Problem details —
Output every record precisely.

▼

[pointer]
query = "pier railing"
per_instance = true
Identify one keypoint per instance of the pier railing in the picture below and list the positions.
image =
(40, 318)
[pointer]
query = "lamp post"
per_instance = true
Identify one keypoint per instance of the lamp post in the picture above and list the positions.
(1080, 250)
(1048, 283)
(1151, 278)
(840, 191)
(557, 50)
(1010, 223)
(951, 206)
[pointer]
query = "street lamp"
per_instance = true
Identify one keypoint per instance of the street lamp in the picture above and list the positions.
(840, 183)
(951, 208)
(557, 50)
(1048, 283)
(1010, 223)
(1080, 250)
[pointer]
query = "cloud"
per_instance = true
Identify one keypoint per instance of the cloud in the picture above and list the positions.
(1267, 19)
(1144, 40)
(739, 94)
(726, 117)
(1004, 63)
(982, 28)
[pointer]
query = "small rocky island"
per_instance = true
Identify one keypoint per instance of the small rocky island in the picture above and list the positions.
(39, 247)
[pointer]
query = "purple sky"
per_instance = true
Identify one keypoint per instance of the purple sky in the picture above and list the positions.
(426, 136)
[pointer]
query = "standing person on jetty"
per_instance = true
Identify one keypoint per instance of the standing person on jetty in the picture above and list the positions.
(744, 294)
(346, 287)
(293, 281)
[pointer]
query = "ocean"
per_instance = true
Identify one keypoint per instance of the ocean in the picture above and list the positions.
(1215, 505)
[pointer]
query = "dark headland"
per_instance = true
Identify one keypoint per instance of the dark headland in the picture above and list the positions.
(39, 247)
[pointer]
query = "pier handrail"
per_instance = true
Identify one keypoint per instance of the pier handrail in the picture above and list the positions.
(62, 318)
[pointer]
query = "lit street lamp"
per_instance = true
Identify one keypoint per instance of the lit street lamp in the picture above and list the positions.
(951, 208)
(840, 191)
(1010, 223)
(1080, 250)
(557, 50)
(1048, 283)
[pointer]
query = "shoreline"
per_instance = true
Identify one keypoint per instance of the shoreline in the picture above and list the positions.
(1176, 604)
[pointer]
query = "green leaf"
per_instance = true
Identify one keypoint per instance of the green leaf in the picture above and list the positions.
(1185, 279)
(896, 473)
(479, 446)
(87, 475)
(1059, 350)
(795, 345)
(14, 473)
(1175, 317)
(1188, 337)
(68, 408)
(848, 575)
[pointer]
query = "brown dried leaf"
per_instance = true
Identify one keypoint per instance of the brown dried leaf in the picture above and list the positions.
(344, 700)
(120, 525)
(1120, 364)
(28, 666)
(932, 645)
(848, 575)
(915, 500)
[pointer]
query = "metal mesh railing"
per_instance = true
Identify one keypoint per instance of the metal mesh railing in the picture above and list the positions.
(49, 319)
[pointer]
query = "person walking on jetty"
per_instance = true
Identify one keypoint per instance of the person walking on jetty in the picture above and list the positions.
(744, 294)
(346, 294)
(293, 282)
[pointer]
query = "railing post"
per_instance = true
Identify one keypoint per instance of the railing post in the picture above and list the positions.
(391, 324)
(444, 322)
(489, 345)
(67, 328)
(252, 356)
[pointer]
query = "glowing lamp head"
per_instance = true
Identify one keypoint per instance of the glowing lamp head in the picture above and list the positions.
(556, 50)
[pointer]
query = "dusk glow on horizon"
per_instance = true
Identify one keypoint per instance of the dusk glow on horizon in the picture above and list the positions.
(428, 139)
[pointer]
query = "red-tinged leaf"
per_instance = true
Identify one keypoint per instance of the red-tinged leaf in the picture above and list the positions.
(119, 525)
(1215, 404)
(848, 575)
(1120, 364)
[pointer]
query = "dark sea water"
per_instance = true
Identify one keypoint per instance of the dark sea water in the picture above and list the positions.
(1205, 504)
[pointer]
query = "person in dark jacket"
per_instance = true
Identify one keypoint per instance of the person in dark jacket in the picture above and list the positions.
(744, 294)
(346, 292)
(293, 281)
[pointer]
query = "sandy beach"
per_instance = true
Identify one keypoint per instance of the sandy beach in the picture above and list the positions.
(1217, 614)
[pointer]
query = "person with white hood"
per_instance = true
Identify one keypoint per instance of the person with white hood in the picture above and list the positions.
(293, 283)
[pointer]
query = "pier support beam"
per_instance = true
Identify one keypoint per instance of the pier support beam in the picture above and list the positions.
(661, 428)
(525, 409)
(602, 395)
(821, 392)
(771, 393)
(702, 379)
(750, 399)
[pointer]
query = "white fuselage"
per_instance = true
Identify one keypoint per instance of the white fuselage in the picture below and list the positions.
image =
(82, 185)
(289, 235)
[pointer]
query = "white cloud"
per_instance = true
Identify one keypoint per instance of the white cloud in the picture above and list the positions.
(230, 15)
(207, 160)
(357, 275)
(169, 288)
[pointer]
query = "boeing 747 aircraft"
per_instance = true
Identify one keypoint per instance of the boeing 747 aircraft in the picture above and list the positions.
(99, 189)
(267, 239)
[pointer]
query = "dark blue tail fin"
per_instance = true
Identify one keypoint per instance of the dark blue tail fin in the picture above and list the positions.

▲

Response to this exercise —
[pointer]
query = "pier railing"
per_instance = true
Identify one keypoint per instance of the pier railing in the picture below and list the positions.
image =
(40, 318)
[pointer]
query = "lamp post"
per_instance = true
Identify one keypoint per instance of the lamp post in the picture above and list the positions.
(1080, 250)
(1048, 283)
(1151, 278)
(840, 191)
(557, 50)
(1010, 223)
(951, 206)
[pointer]
query = "street lamp"
per_instance = true
Identify one keypoint per instance of the street lamp in the picture above and list the positions.
(840, 183)
(951, 208)
(557, 50)
(1048, 283)
(1010, 223)
(1080, 250)
[pointer]
query = "cloud"
per_instance = true
Identify one keypoint per instance of the cloud in the picture above and list the positions.
(1267, 19)
(1144, 40)
(739, 94)
(726, 117)
(1004, 63)
(982, 28)
[pointer]
query = "small rocky island"
per_instance = true
Identify one keypoint per instance of the small rocky island in the picture above and list the positions.
(39, 247)
[pointer]
query = "purple sky"
per_instance = true
Identify one keypoint per instance of the purple sky in the picture above and list the positions.
(426, 136)
[pointer]
query = "standing person on jetty"
per_instance = true
Identify one keypoint per instance of the standing person on jetty in the picture above and list the positions.
(744, 294)
(346, 287)
(293, 281)
[pointer]
query = "ocean"
per_instance = true
Identify one keypoint per instance of the ocean in the picture above and list the positions.
(1215, 505)
[pointer]
query = "dark headland"
per_instance = true
Identify one keypoint per instance of the dark headland in the picture above and list the positions.
(39, 247)
[pointer]
query = "pier handrail"
per_instance = true
Identify one keypoint per instance of the pier handrail in the picture above and list the positions.
(62, 318)
[pointer]
query = "lit street lamp"
per_instance = true
Identify one keypoint per instance of the lit street lamp in the picture above and list the positions.
(951, 208)
(840, 191)
(1010, 223)
(1080, 250)
(557, 50)
(1048, 283)
[pointer]
query = "shoreline"
per_instance = true
Identify one keypoint per instance of the shoreline in the picture above and list the positions.
(1176, 604)
[pointer]
query = "green leaf"
per_instance = true
Identify one keypoint per instance of the green leaf in the picture above and list the positions.
(1185, 279)
(896, 473)
(479, 446)
(87, 475)
(1059, 350)
(795, 345)
(14, 473)
(1175, 317)
(1188, 337)
(68, 408)
(848, 575)
[pointer]
query = "brown dried leaf"
per_instance = true
Identify one keypoint per instance of the brown dried leaf in the picture above and list the positions.
(344, 700)
(120, 525)
(1120, 364)
(28, 666)
(932, 645)
(848, 575)
(915, 500)
[pointer]
query = "metal mesh railing"
per_instance = true
Identify one keypoint per instance of the metal mesh railing in the picture above and list the positions.
(49, 319)
[pointer]
query = "person walking on jetty"
per_instance = true
Identify one keypoint per instance of the person walking on jetty in the picture above and list the positions.
(744, 294)
(346, 294)
(293, 282)
[pointer]
query = "railing post"
per_instance = true
Identify one keypoint per instance of the railing post in the picture above and list the positions.
(391, 324)
(444, 322)
(489, 345)
(67, 328)
(252, 356)
[pointer]
query = "glowing lamp head"
per_instance = true
Identify one keypoint per instance of the glowing lamp head in the picture above and list the positions.
(556, 50)
[pointer]
query = "dusk glow on horizon"
per_instance = true
Identify one keypoint per instance of the dusk glow on horizon in the picture above and list the positions.
(428, 139)
[pointer]
query = "red-tinged leaf"
per_instance = true
Identify one keypoint per instance of the red-tinged leaf in the picture above and list the positions.
(119, 525)
(1215, 404)
(848, 575)
(1120, 364)
[pointer]
query = "dark sea water"
per_instance = true
Identify one keypoint per instance of the dark sea water in the picture above and list the positions.
(1205, 504)
[pointer]
query = "person in dark jacket"
per_instance = true
Identify one keypoint per instance of the person in dark jacket in the picture above and list the positions.
(744, 294)
(346, 292)
(293, 281)
[pointer]
query = "sandy beach"
per_instance = true
Identify one keypoint per instance of the sandy beach in the picture above and list the positions.
(1217, 614)
[pointer]
query = "person with white hood"
per_instance = true
Identify one keypoint per instance of the person with white hood in the picture above and list the positions.
(293, 283)
[pointer]
query = "pier support beam"
per_instance = true
Identify one keypoint per instance of the pier support beam in the picture above and list the positions.
(661, 428)
(525, 409)
(602, 395)
(821, 392)
(771, 393)
(702, 379)
(750, 399)
[pointer]
query = "white fuselage"
per_instance = true
Identify one keypoint per instance of the white fuselage in the picture below and list the positions.
image =
(82, 185)
(289, 235)
[pointer]
query = "white cloud"
per_instance = true
Identify one keypoint per instance of the white cloud in the picture above and list the positions.
(230, 15)
(207, 160)
(357, 275)
(169, 288)
[pointer]
query = "boeing 747 aircraft"
per_instance = true
Identify one keypoint per instance of the boeing 747 aircraft in the picture above and list the positions.
(99, 189)
(267, 239)
[pointer]
query = "dark blue tail fin"
per_instance = true
Identify one keypoint per instance of the dark blue tail fin in the picture above and list the positions.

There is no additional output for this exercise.